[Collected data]
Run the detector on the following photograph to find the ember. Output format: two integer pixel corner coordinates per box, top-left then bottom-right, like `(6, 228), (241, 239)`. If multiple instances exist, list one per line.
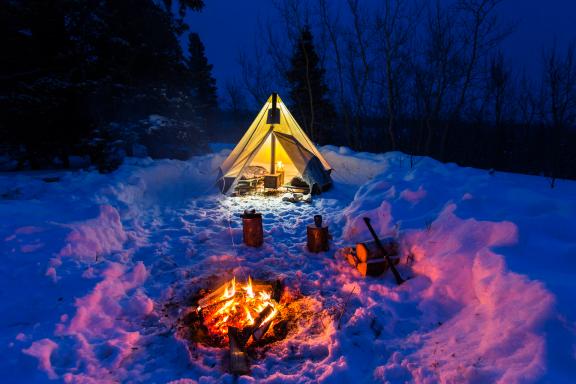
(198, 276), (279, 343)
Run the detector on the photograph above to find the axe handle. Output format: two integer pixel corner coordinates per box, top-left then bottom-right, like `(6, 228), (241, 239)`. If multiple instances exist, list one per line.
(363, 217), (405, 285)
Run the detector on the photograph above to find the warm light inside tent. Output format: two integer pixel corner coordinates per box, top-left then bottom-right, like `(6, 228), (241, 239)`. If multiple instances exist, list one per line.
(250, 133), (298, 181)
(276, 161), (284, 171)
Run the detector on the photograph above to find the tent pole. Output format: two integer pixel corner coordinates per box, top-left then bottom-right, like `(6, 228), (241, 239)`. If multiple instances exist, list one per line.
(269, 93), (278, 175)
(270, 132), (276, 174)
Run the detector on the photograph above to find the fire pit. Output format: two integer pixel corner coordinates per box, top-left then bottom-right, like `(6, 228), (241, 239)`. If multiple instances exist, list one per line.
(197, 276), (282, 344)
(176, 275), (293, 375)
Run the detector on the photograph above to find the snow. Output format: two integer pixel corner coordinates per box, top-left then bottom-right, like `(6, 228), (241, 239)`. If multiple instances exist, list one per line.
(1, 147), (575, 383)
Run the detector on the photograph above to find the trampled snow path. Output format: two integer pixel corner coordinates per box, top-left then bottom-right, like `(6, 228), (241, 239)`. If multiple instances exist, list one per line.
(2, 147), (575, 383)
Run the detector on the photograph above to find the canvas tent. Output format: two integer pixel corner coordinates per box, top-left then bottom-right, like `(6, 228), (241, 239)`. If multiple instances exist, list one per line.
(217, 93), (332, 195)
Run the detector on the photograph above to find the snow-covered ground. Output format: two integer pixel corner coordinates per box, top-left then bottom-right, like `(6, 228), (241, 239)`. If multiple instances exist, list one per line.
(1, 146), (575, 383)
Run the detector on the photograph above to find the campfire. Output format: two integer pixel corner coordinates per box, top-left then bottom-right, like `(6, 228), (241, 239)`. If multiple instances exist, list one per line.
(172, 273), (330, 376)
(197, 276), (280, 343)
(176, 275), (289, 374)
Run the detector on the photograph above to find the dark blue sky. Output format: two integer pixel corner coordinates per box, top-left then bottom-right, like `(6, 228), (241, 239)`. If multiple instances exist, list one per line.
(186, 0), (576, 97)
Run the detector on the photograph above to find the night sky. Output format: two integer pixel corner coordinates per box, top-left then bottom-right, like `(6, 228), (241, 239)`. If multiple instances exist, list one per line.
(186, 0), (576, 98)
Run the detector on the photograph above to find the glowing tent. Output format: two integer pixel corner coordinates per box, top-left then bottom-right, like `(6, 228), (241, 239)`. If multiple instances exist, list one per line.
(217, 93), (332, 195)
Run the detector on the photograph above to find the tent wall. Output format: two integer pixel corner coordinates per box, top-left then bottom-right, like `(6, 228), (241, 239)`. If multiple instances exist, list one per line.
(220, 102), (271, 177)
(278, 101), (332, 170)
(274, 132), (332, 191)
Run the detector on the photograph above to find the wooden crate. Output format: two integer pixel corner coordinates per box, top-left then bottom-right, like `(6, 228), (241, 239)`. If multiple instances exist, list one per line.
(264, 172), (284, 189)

[Task prompt]
Apart from the images, the entries above must be returned without alteration.

[Result of the exercise]
Run the detector on the following photograph to find the ember. Output format: two integer pixel corner coordinates per box, top-left then bottom-right, like `(6, 228), (241, 239)`. If multiple instances exist, list one per line.
(198, 276), (279, 343)
Run the detector on the photograph above to find the axe handle. Output format: two integer pixel corner coordinates per box, top-left then bottom-right, like `(6, 228), (241, 239)`. If multiple instances exist, list one per line.
(363, 217), (405, 285)
Run the detector on the photograph above to find the warm light inside tent. Output format: two integer pixel corner coordinates per box, top-left then bottom-right, like `(6, 228), (241, 239)`. If multiple instances exist, list one per line.
(250, 133), (298, 181)
(276, 161), (284, 171)
Run the detector on the photograph above to find the tent pole. Output format: two integer pixel corner coordinates per box, top-left then bottom-right, like `(6, 228), (241, 239)`. If multiple instances exist, list one per line.
(269, 93), (278, 175)
(270, 132), (276, 174)
Run the detector on the photograph above to find the fire pit. Output format: two integer pixel corner coordinates per box, top-left then bottom-right, like `(6, 228), (241, 239)`. If multiple instances exist, list one per line.
(197, 276), (282, 344)
(176, 275), (293, 375)
Run the detector on the photograph above to find the snow. Output format: two integer pixel corner coordinates per box, top-left then bottom-right, like `(6, 228), (241, 239)`. If multiple instances exist, list one per line.
(1, 147), (575, 383)
Run the detector on the photograph above to find the trampled snow path. Output format: two integer pixel corner coordinates per box, top-left then bottom-right, like `(6, 228), (241, 239)`. If multiple instances exist, list one per line.
(2, 147), (575, 383)
Run the detector on the photograph above to find the canvas tent. Output format: two integer pixel corner coordinates per box, top-left then bottom-right, like `(6, 228), (241, 239)`. If multiple instances exist, list one per line.
(217, 93), (332, 195)
Run the detector on the photograph above to find the snow-covered ground. Output format: two integer pixel corner coordinates per box, top-left then bottom-right, like `(6, 228), (241, 239)`. If multiple instances exist, list one per line.
(1, 146), (575, 383)
Run the detector on the photograph above to find the campfire. Output format: two integer pixel corner coordinates per box, top-left then bottom-right, like `(6, 228), (241, 239)`. If multiple instances exist, list one per line.
(172, 273), (330, 376)
(197, 276), (280, 343)
(176, 275), (289, 374)
Run the detector on the photograph above to find the dark blue sky. Output format: two integer pixel corner coordinates per box, top-left then bottom-right, like `(6, 228), (241, 239)`. If multiple instances exist, list one per line.
(186, 0), (576, 97)
Run the detector on the photograph above to find the night sky. Output format: two integer pixel corner coordinates per box, top-left then bottom-right, like `(6, 228), (241, 239)`. If multiple instances exist, list one per line.
(186, 0), (576, 98)
Run the detector on the photograph above to find the glowing tent. Output format: two integer pixel corner coordinates per box, top-left then bottom-right, like `(6, 228), (241, 239)`. If multiple instances exist, list one per line.
(217, 93), (332, 195)
Run the detector on the photograph above to find the tent wall. Output format: two integer pixel corner coordinates per box, top-left then bottom-right, like `(6, 228), (241, 239)`. If multiple instances exist, list one per line.
(220, 102), (271, 177)
(278, 101), (332, 170)
(274, 132), (332, 191)
Run the detector on the photograph above to find the wooden crate. Output format: two integer pixel corner coordinates per box, top-left then bottom-right, like `(6, 228), (241, 239)`. If multiple instances exist, list one per line.
(264, 172), (284, 189)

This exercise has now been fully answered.